START EXCERPT

I only want to run a heated liner (65 watts). The amperage draw is 8.6 amps there should be no drama with a ten amp fuse. My stock headlight was your everyday 50/65w. My motodemic light is Power Draw: 24.7 watts on low 41.6 watts on high; I have Koso Apollo grips are 39 watts on high (0.6A on the lowest setting and 2.8A on high) If this is correct, using the formula Watts = Amps x Volts means Watts = 2.8 x 14, which gives an estimate of about 39 Watts on high
My Denali lights are 6.6 amp draw and 10 watt draw on high. Tail and directionals are at best 9 watts. My dash pod lights are led.. What other variable do I need to plug in? I will do more legwork as I appreciate your help in this regard. Sportster Doc...thank you very much for the relay instructions and diagram. I like pictures. I am serious. Thank both of you for your time and clearly patience.

END EXCERPT
START DATASET EXTRACT

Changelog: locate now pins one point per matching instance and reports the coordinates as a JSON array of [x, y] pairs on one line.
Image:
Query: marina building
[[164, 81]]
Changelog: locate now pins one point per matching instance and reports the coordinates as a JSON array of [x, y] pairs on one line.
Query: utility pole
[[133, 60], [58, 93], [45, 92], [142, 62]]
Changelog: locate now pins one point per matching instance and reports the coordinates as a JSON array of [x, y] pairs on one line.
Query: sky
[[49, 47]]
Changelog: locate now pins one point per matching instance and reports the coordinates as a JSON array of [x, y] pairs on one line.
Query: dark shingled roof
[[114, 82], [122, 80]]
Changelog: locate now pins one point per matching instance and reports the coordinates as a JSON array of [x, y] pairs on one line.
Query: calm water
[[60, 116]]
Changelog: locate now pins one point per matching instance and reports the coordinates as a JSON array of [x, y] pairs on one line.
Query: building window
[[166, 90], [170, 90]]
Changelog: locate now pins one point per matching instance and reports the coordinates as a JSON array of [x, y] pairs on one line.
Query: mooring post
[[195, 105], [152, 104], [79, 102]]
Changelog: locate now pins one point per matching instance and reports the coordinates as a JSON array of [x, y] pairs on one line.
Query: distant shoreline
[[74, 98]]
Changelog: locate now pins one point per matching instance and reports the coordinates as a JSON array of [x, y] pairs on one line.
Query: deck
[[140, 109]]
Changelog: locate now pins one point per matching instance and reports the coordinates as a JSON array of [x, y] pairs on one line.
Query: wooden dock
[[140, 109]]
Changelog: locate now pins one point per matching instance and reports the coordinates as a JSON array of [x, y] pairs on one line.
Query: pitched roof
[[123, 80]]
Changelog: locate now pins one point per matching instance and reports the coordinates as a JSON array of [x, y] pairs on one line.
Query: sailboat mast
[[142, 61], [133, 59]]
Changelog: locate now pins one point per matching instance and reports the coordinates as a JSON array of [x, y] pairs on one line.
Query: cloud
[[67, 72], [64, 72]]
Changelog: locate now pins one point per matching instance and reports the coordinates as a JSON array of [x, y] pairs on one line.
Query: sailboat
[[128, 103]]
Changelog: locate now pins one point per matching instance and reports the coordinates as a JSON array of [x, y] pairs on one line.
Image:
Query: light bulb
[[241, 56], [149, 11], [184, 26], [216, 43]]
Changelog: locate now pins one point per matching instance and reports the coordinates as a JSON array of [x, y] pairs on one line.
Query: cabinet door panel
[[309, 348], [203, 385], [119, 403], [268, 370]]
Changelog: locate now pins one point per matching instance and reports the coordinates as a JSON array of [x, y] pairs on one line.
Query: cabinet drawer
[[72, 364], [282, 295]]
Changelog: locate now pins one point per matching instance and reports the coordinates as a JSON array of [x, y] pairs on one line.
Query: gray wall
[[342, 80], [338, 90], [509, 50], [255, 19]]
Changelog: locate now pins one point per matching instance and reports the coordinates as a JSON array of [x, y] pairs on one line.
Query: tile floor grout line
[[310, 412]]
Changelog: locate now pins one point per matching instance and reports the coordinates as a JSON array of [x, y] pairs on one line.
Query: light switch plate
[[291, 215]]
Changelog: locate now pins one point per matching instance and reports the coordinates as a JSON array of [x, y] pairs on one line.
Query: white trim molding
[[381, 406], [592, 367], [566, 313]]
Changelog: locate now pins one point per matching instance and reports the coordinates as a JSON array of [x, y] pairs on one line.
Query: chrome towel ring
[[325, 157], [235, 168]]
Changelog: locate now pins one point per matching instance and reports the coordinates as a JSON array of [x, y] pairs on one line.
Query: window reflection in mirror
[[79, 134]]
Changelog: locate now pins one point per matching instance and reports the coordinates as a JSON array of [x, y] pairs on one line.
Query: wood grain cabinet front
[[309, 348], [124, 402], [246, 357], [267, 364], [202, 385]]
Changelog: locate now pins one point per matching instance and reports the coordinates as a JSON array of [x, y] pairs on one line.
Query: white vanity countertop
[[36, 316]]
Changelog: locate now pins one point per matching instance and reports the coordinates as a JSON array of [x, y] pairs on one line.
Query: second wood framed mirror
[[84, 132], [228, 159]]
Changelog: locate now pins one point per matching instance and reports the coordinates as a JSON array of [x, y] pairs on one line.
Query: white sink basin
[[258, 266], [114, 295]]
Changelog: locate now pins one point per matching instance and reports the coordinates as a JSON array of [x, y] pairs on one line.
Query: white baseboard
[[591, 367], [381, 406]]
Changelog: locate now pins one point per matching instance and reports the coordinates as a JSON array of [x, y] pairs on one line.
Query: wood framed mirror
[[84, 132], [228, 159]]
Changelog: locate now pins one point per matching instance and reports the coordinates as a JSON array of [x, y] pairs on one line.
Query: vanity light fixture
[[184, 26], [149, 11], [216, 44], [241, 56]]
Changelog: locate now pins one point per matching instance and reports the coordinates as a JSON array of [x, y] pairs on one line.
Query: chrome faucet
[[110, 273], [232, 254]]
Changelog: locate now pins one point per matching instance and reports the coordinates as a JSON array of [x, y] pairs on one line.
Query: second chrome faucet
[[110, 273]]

END DATASET EXTRACT

Pick up the text above about running a heated liner and accessory lights from where it stops, and continue it.

**EXERCISE RESPONSE**.
My question also. My multimeter is powered by smoke. When the smoke comes out of my multimeter, it stops working. To test my voltage at sitting idle what setting do I use for my multimeter? I have done this wrong once or twice. I want to see how close I am to 13.8 before the liner goes on.

My stock rectifier should not be a problem either, should it?

Please stay patient. Thank you both.

I do not even want a problem on idle/traffic lights. I am mapping out my third iron butt and the last time I made iron butt my first ride for the season after working on the bike all winter, I picked up a story for the ages.

How ok am I and how much fat do I have left in my system?